%%

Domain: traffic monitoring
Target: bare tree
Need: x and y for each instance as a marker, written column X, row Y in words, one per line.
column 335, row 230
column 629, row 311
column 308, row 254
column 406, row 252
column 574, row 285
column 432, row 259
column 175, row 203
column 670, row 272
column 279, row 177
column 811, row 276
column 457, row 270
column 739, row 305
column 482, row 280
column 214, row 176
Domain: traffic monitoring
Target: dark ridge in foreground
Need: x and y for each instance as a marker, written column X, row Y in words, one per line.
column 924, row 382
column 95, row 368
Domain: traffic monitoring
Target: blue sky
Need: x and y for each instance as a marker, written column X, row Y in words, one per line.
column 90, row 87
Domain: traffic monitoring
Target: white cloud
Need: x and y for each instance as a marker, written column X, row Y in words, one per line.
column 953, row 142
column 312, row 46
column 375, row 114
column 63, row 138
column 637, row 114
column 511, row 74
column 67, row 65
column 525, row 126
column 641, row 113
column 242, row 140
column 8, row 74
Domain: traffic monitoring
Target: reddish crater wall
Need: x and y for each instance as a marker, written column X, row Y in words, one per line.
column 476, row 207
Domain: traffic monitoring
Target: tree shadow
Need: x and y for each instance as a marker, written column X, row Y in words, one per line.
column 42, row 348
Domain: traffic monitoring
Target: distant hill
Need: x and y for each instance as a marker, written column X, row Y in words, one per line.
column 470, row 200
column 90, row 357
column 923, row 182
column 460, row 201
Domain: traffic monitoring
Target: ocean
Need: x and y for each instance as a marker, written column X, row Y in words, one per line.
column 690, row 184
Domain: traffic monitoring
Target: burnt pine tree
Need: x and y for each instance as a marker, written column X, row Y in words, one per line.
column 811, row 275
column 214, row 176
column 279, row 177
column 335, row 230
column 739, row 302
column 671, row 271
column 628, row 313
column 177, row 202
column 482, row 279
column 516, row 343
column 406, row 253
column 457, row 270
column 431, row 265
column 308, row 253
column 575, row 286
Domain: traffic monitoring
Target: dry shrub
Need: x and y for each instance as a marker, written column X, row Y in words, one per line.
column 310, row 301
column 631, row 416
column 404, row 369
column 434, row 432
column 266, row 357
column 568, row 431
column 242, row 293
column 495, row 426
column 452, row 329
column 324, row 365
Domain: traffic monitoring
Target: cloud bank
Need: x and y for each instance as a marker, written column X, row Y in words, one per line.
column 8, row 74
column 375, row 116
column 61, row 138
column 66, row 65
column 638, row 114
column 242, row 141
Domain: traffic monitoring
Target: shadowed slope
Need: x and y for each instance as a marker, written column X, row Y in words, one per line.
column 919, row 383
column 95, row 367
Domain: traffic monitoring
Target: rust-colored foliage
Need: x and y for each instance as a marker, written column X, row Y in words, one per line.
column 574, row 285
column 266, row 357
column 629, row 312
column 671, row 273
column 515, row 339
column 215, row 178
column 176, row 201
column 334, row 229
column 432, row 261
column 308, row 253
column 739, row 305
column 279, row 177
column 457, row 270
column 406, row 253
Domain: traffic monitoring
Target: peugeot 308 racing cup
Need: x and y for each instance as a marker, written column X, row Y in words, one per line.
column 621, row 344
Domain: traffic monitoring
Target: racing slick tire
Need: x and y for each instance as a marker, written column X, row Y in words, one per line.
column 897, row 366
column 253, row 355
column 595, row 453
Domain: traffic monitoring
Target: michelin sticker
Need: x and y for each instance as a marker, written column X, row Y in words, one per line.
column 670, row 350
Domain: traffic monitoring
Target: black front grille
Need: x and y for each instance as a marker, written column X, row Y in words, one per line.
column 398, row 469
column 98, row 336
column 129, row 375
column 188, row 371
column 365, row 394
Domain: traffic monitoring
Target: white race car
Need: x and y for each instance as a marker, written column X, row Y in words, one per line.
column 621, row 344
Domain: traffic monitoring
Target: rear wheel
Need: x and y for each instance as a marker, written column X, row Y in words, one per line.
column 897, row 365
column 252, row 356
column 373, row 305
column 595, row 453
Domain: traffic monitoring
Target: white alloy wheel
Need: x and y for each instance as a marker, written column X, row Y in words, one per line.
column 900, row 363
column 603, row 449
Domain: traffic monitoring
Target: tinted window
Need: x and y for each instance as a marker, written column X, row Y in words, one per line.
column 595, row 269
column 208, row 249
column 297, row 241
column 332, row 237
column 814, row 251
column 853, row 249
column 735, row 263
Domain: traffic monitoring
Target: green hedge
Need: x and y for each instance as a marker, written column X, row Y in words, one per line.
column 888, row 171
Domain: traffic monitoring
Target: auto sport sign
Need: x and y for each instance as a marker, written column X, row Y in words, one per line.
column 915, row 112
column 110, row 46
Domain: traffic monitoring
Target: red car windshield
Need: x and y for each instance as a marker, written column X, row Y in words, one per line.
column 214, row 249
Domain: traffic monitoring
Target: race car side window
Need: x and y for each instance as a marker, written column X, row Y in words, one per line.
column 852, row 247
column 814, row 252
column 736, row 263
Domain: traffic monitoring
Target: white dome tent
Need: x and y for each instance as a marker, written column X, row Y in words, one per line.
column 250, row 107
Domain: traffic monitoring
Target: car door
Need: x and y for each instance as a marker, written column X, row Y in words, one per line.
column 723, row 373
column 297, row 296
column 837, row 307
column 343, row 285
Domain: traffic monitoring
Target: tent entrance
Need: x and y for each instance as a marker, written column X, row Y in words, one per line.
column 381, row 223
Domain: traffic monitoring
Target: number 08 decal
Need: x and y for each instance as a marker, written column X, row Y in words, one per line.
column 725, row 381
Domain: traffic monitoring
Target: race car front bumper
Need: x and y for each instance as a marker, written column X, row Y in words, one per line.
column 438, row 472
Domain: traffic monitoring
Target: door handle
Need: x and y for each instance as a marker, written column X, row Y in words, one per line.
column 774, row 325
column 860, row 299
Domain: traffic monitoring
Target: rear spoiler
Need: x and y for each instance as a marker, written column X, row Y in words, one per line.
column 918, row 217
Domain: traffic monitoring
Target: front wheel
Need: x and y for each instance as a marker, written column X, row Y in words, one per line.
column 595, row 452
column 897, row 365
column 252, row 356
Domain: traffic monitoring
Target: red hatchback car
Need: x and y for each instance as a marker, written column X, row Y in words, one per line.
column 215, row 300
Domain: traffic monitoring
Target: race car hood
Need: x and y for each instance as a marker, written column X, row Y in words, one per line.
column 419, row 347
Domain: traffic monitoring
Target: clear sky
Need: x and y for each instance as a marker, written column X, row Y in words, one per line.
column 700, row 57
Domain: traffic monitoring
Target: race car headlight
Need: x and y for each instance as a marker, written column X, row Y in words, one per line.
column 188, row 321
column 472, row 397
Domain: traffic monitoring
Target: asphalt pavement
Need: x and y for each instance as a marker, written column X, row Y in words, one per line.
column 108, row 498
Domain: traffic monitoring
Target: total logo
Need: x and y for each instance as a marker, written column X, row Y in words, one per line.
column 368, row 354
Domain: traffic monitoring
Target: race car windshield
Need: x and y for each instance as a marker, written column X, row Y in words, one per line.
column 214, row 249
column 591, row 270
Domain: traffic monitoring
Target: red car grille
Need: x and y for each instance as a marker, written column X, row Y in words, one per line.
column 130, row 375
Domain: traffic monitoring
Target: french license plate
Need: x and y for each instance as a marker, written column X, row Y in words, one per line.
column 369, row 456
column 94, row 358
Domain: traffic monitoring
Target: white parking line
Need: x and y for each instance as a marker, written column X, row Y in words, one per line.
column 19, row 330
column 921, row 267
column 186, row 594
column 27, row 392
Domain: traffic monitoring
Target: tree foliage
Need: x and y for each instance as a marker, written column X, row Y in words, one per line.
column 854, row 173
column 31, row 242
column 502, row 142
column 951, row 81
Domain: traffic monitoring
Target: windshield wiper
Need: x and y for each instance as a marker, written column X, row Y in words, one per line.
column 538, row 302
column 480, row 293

%%

▸ Do this
Rewrite the listing from its first line through the line containing "column 42, row 348", swapping "traffic monitoring" for "road surveillance" and leaving everything else unchanged.

▸ Result
Domain: road surveillance
Target: bare tree
Need: x and y for each instance as a marker, written column X, row Y in words, one per line.
column 335, row 230
column 629, row 311
column 308, row 254
column 406, row 252
column 574, row 285
column 432, row 259
column 175, row 203
column 670, row 272
column 279, row 177
column 811, row 276
column 457, row 270
column 739, row 305
column 482, row 280
column 214, row 176
Domain: road surveillance
Target: dark ridge in foreground
Need: x and y for each instance as a marker, written column X, row Y in words, one per line.
column 924, row 382
column 95, row 368
Domain: road surveillance
Target: blue sky
Need: x and y for each instance as a marker, written column X, row Y in words, one per line.
column 90, row 87
Domain: road surveillance
Target: white cloud
Need: x and y for each instance as a marker, written column X, row Y in words, one per line.
column 953, row 142
column 312, row 46
column 375, row 114
column 63, row 138
column 637, row 114
column 511, row 74
column 67, row 65
column 525, row 126
column 641, row 113
column 242, row 140
column 8, row 74
Domain: road surveillance
Target: reddish crater wall
Need: x and y for each instance as a marker, written column X, row Y in words, one per line.
column 476, row 207
Domain: road surveillance
Target: tree shadow
Need: x and y for each instance as a marker, written column X, row Y in words, one per line.
column 42, row 348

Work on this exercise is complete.